● **PROVIDED RECORDS**:
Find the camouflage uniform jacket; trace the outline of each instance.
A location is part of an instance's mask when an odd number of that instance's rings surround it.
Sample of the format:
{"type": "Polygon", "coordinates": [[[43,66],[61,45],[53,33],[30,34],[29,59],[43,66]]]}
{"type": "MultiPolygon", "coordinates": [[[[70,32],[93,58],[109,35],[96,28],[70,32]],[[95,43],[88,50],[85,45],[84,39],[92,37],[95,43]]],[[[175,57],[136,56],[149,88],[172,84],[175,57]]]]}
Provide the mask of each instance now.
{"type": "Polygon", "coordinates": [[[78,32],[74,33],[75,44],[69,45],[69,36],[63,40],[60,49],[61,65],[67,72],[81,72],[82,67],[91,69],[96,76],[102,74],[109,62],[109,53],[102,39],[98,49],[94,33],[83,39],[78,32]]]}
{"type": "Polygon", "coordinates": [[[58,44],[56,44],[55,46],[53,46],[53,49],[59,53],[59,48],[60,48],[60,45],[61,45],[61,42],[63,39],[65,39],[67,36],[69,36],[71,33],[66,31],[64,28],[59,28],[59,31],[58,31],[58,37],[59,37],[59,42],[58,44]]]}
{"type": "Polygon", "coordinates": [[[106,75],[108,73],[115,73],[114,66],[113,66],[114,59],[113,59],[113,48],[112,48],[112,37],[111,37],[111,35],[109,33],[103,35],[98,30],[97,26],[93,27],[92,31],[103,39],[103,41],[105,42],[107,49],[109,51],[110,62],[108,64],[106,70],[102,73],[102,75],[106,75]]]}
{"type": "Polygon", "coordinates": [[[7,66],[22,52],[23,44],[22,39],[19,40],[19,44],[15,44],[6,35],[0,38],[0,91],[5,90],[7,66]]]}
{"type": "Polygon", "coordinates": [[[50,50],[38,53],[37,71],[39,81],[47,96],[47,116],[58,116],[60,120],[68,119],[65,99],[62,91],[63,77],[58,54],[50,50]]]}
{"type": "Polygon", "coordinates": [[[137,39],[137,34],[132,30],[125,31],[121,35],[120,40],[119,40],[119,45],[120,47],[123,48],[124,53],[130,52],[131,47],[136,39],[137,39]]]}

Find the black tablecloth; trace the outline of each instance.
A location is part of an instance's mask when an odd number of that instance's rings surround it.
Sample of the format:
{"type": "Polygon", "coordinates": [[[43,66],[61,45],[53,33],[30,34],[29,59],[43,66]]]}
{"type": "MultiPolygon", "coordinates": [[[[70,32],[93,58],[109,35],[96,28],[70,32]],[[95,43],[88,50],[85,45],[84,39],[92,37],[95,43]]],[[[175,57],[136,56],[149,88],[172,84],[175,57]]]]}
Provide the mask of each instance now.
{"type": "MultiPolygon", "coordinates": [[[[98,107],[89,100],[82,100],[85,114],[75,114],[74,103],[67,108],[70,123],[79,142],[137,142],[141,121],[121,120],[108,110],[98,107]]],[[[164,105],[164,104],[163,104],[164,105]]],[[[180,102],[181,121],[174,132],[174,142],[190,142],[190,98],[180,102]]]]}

● **EXERCISE GOAL**: Repeat every line of the records above word for word, in the same order.

● **TASK SOLUTION**:
Find the camouflage uniform jacket; trace the outline of each instance.
A location is part of an instance's mask when an odd number of that instance's rings surround it.
Sample of the format:
{"type": "Polygon", "coordinates": [[[43,66],[61,45],[53,33],[30,34],[29,59],[43,66]]]}
{"type": "MultiPolygon", "coordinates": [[[[70,32],[93,58],[109,35],[96,28],[70,32]],[[95,43],[88,50],[85,45],[84,39],[92,37],[95,43]]],[[[175,57],[136,56],[149,88],[172,84],[175,57]]]]}
Provide the mask of each instance now.
{"type": "Polygon", "coordinates": [[[78,32],[74,33],[75,44],[69,45],[69,36],[63,40],[60,49],[61,65],[67,72],[81,72],[82,67],[91,69],[96,76],[102,74],[109,62],[109,53],[102,39],[98,49],[94,33],[83,39],[78,32]]]}
{"type": "Polygon", "coordinates": [[[58,44],[56,44],[55,46],[53,46],[53,49],[59,53],[59,48],[60,48],[60,45],[61,45],[61,42],[63,39],[65,39],[67,36],[69,36],[71,33],[66,31],[64,28],[59,28],[59,31],[58,31],[58,37],[59,37],[59,42],[58,44]]]}
{"type": "Polygon", "coordinates": [[[106,75],[108,73],[115,73],[114,66],[113,66],[114,59],[113,59],[113,48],[112,48],[112,37],[111,37],[111,35],[109,33],[103,35],[98,30],[97,26],[93,27],[92,31],[103,39],[103,41],[105,42],[107,49],[109,51],[110,62],[108,64],[106,70],[102,73],[102,75],[106,75]]]}
{"type": "Polygon", "coordinates": [[[7,66],[22,52],[23,44],[22,39],[19,40],[19,44],[15,44],[6,35],[0,38],[0,91],[5,90],[7,66]]]}
{"type": "Polygon", "coordinates": [[[50,50],[38,53],[37,71],[39,81],[47,96],[47,116],[58,116],[60,120],[68,119],[65,99],[62,91],[63,77],[58,54],[50,50]]]}
{"type": "Polygon", "coordinates": [[[137,39],[137,34],[132,30],[125,31],[121,35],[120,40],[119,40],[119,45],[120,47],[123,48],[124,53],[130,52],[131,47],[136,39],[137,39]]]}

Find the black tablecloth; trace the outline of each instance.
A location is part of an instance's mask when an odd number of that instance's rings surround it.
Sample of the format:
{"type": "Polygon", "coordinates": [[[43,66],[61,45],[53,33],[30,34],[29,59],[43,66]]]}
{"type": "MultiPolygon", "coordinates": [[[[70,32],[93,58],[109,35],[96,28],[70,32]],[[95,43],[88,50],[85,45],[84,39],[92,37],[95,43]]],[[[175,57],[136,56],[149,88],[172,84],[175,57]]]]}
Provide the mask of each instance now.
{"type": "MultiPolygon", "coordinates": [[[[98,107],[89,100],[82,100],[85,114],[75,114],[74,103],[67,108],[70,123],[79,142],[137,142],[141,121],[121,120],[108,110],[98,107]]],[[[164,105],[164,104],[163,104],[164,105]]],[[[180,102],[181,121],[174,132],[174,142],[190,142],[190,98],[180,102]]]]}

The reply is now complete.